Opinion
41669.
ARGUED JANUARY 5, 1966.
DECIDED JANUARY 18, 1966.
Lottery. Savannah City Court. Before Judge Oliver.
B. Clarence Mayfield, for appellant.
Andrew J. Ryan, Jr., Solicitor, Tom A. Edenfield, for appellee.
The defendant contends that the State's evidence was insufficient to prove her guilty of the crime of which she was accused. The accusation alleged that the defendant "did unlawfully keep, maintain, employ and carry on a certain scheme and device for the hazarding of money . . . known as and called `Bolita.'" By Code § 26-6502 this is made a crime.
There was testimony of the following facts: Officers had had the defendant's house under surveillance and noticed an unusual amount of traffic and some people going in who had been involved in Bolita. Officers procured a warrant and went to the house and gained entrance after waiting about 7 minutes. This was in August and the house was not air conditioned, and all the doors and windows were closed. In the house were the defendant, an 8-year-old boy and an elderly woman who said she had come there to see about going to a clinic. The defendant in her statement said the officers had come to her home. While in the house an officer answered the telephone and over a period of 1 1/2 to 2 hours took several calls and received numbers for Bolita. The callers asked for Dorothy. One of them left an order for "Dot." The defendant would not answer the telephone. While the officers were there a person started into the house and was caught running away. He stated that he had come there to see about some sewing, and he had a book in his pocket containing Bolita. The officers described the operation of Bolita and identified it as a game for the hazarding of money.

Dataset entries –
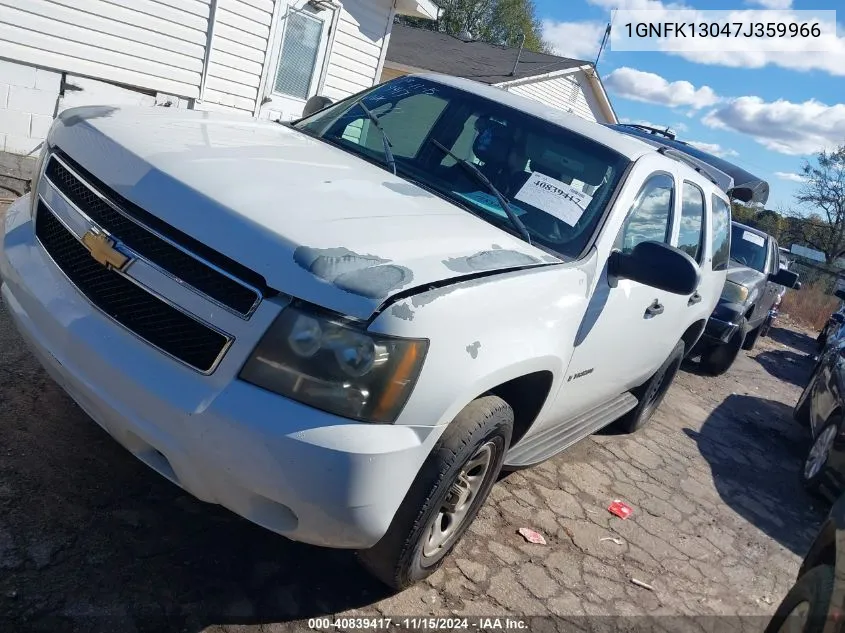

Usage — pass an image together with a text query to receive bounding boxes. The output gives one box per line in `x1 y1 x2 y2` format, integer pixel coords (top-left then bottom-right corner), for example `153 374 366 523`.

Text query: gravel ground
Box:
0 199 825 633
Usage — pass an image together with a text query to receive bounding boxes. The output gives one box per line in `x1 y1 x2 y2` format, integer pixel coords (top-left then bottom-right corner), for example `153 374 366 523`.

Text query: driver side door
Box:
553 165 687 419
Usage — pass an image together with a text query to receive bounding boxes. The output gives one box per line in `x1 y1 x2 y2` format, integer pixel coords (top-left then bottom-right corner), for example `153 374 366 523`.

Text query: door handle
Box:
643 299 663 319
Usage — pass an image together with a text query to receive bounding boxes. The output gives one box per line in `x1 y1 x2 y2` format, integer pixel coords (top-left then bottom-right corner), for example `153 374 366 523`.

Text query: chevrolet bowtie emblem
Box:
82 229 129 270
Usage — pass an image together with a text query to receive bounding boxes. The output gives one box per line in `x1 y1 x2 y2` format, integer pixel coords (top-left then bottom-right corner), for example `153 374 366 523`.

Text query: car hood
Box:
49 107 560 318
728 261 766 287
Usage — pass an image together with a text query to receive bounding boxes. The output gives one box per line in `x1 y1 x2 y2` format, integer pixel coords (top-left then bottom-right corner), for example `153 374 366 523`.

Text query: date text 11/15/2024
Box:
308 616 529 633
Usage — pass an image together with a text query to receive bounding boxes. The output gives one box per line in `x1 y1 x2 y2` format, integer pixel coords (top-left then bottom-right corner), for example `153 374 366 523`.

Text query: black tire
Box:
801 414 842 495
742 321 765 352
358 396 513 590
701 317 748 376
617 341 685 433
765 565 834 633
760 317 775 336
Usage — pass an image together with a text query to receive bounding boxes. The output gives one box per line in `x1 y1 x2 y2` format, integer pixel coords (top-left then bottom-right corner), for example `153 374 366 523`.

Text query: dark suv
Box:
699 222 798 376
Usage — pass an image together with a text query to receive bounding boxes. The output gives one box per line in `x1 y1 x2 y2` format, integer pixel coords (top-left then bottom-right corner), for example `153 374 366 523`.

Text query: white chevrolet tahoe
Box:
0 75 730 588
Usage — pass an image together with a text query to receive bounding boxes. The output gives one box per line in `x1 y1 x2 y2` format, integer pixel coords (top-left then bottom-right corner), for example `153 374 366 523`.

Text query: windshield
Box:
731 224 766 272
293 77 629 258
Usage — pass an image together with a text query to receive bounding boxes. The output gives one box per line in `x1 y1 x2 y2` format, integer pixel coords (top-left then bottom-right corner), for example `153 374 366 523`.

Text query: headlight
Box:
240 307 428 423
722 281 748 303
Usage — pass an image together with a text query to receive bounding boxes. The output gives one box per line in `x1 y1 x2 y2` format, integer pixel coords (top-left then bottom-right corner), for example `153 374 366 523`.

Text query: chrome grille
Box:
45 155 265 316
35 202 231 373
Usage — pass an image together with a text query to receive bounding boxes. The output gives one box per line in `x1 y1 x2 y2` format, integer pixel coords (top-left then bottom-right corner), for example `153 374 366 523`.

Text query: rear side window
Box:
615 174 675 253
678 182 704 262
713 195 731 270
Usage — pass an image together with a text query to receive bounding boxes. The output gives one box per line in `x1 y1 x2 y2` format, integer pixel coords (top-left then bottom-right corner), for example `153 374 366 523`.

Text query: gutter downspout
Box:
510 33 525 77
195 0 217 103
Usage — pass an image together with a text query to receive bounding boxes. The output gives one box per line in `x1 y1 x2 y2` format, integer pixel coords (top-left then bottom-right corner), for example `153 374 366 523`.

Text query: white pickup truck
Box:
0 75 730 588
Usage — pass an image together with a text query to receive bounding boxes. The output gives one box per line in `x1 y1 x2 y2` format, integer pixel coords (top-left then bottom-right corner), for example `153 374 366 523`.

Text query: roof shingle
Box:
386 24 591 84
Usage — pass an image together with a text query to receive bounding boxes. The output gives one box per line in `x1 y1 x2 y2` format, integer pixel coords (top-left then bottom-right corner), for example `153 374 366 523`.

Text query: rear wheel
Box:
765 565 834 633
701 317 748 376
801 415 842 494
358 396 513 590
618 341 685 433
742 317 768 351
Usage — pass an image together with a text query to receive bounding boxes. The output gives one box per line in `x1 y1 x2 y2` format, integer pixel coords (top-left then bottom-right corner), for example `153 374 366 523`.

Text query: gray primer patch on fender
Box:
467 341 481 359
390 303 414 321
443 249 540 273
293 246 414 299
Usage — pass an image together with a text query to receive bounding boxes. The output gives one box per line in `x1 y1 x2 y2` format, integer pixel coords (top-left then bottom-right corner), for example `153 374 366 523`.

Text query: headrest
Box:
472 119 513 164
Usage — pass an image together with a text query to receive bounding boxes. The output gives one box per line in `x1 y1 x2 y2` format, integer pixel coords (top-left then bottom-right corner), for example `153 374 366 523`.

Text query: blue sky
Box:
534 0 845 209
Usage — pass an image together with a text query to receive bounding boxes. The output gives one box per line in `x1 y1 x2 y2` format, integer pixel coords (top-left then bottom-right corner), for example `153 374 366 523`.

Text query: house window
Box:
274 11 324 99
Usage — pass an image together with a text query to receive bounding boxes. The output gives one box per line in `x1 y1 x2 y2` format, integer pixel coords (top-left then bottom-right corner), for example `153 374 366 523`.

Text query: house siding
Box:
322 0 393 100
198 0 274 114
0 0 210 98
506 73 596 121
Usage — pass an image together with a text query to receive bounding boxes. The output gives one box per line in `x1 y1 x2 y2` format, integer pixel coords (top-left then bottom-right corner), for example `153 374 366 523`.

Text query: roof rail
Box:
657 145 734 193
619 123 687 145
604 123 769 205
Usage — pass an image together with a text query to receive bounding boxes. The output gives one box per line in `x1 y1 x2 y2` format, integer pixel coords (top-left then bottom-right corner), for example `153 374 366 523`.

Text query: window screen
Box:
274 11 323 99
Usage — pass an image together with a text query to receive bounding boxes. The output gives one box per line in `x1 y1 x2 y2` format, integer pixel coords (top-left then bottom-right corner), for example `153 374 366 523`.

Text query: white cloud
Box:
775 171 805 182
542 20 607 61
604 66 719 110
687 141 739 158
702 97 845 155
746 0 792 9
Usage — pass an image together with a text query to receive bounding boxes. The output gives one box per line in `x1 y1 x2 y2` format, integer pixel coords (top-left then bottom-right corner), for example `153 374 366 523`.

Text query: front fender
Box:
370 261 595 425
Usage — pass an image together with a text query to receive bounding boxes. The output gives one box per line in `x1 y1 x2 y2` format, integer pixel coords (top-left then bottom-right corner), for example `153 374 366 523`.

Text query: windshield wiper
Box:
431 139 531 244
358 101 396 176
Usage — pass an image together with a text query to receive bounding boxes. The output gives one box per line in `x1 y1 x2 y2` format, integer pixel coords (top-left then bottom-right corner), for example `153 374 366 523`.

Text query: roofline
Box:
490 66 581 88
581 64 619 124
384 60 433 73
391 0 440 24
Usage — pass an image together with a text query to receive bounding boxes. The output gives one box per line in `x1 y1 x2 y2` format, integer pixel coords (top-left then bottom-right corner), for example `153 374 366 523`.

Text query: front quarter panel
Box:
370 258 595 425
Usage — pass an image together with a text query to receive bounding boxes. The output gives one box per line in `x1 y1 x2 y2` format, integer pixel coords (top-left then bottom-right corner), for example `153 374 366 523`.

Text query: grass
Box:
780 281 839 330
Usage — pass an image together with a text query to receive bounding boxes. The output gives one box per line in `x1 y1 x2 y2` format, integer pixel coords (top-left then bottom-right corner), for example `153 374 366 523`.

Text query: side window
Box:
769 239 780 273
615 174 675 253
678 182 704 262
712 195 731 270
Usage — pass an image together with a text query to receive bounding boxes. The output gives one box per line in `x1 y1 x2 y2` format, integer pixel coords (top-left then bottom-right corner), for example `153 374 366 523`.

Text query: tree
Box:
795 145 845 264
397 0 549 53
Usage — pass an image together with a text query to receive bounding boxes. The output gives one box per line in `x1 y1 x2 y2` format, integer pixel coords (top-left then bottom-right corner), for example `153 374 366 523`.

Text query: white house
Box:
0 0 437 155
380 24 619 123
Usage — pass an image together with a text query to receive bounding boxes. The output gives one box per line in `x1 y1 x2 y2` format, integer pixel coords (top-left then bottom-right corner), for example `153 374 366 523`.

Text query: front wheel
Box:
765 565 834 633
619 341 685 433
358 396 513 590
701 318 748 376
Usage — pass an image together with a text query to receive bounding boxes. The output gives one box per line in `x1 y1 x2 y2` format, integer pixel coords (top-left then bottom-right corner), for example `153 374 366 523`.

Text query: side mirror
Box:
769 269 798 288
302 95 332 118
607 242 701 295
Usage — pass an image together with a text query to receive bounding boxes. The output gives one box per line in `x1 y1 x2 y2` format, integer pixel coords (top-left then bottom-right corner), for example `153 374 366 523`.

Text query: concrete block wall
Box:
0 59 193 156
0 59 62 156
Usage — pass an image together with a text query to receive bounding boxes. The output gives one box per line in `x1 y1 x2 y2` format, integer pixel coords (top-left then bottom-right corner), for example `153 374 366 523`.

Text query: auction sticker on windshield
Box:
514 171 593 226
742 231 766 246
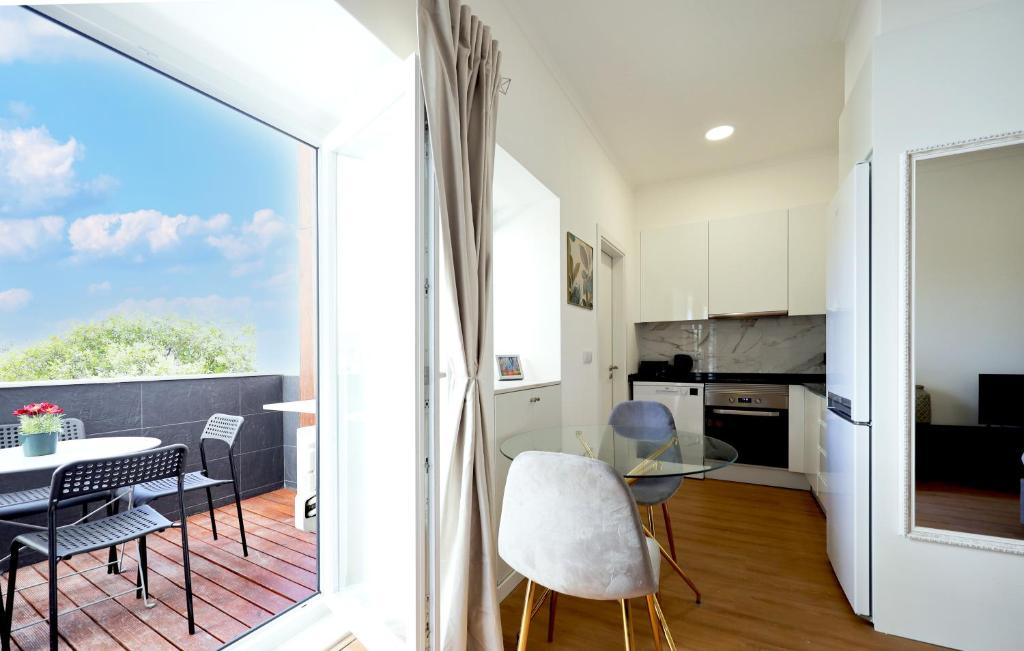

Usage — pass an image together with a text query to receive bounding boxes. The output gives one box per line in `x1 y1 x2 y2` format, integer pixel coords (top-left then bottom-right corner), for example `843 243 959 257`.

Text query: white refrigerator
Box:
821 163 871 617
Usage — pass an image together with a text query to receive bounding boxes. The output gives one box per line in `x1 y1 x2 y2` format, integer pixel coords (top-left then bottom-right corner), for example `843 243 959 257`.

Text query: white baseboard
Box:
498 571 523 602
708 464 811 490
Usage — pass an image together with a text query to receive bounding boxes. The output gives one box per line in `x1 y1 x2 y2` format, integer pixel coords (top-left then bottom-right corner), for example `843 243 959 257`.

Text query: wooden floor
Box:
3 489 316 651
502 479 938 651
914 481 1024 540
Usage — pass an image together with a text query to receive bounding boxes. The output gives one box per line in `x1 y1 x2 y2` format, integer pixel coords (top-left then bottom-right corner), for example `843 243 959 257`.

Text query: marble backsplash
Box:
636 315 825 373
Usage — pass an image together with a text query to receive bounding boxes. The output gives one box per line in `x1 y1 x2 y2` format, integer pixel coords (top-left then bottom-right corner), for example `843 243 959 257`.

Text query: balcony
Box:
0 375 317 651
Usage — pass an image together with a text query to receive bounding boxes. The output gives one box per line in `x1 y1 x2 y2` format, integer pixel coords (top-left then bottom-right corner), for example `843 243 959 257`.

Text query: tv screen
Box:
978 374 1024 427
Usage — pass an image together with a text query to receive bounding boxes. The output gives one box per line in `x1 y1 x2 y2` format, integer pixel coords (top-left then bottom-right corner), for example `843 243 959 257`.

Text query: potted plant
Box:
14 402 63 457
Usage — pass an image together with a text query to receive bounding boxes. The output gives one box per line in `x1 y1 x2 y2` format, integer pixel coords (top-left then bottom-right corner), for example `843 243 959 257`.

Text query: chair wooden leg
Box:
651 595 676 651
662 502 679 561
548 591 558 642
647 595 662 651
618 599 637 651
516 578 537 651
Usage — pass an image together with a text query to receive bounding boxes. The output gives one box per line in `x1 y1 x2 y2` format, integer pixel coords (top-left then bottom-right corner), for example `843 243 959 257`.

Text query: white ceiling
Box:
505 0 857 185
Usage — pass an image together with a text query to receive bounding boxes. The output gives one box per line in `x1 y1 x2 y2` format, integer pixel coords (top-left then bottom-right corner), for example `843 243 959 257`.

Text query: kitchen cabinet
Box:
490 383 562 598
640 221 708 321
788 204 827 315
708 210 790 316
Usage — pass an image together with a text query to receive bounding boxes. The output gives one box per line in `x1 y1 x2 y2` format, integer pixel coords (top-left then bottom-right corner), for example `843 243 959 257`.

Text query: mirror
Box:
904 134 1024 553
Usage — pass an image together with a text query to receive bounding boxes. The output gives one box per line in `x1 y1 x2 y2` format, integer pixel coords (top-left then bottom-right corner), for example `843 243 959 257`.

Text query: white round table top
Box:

Aim of the exercise – Write the next part of the court opinion on the Bolita lottery charge, picking up after its last sentence. The entries have no connection to the court opinion.

Answer space –
This evidence differs from that in the cases relied on by this defendant where the defendant was merely present or arrested in a house where he did not live, or the defendant was a married woman living with her husband at the place where evidence of a Bolita operation was found, and the evidence was held insufficient to support a conviction. See Bailey v. State, 60 Ga. App. 556 ( 4 S.E.2d 409); Jones v. State, 64 Ga. App. 308 ( 13 S.E.2d 91); Ball v. State, 72 Ga. App. 45 ( 32 S.E.2d 912); Hendricks v. State, 73 Ga. App. 481 ( 37 S.E.2d 169); Fleming v. State, 95 Ga. App. 3 ( 96 S.E.2d 554); Chandler v. State, 63 Ga. App. 304 ( 11 S.E.2d 103); Goss v. State, 82 Ga. App. 533 ( 61 S.E.2d 570).
The trial court did not err in overruling the defendant's motion for new trial on the general grounds. Thomas v. State, 118 Ga. 774 ( 45 S.E. 622); Marshman v. State, 88 Ga. App. 250 ( 76 S.E.2d 443); Williams v. State, 111 Ga. App. 672 ( 143 S.E.2d 19).
Judgment affirmed. Nichols, P. J., and Deen, J., concur.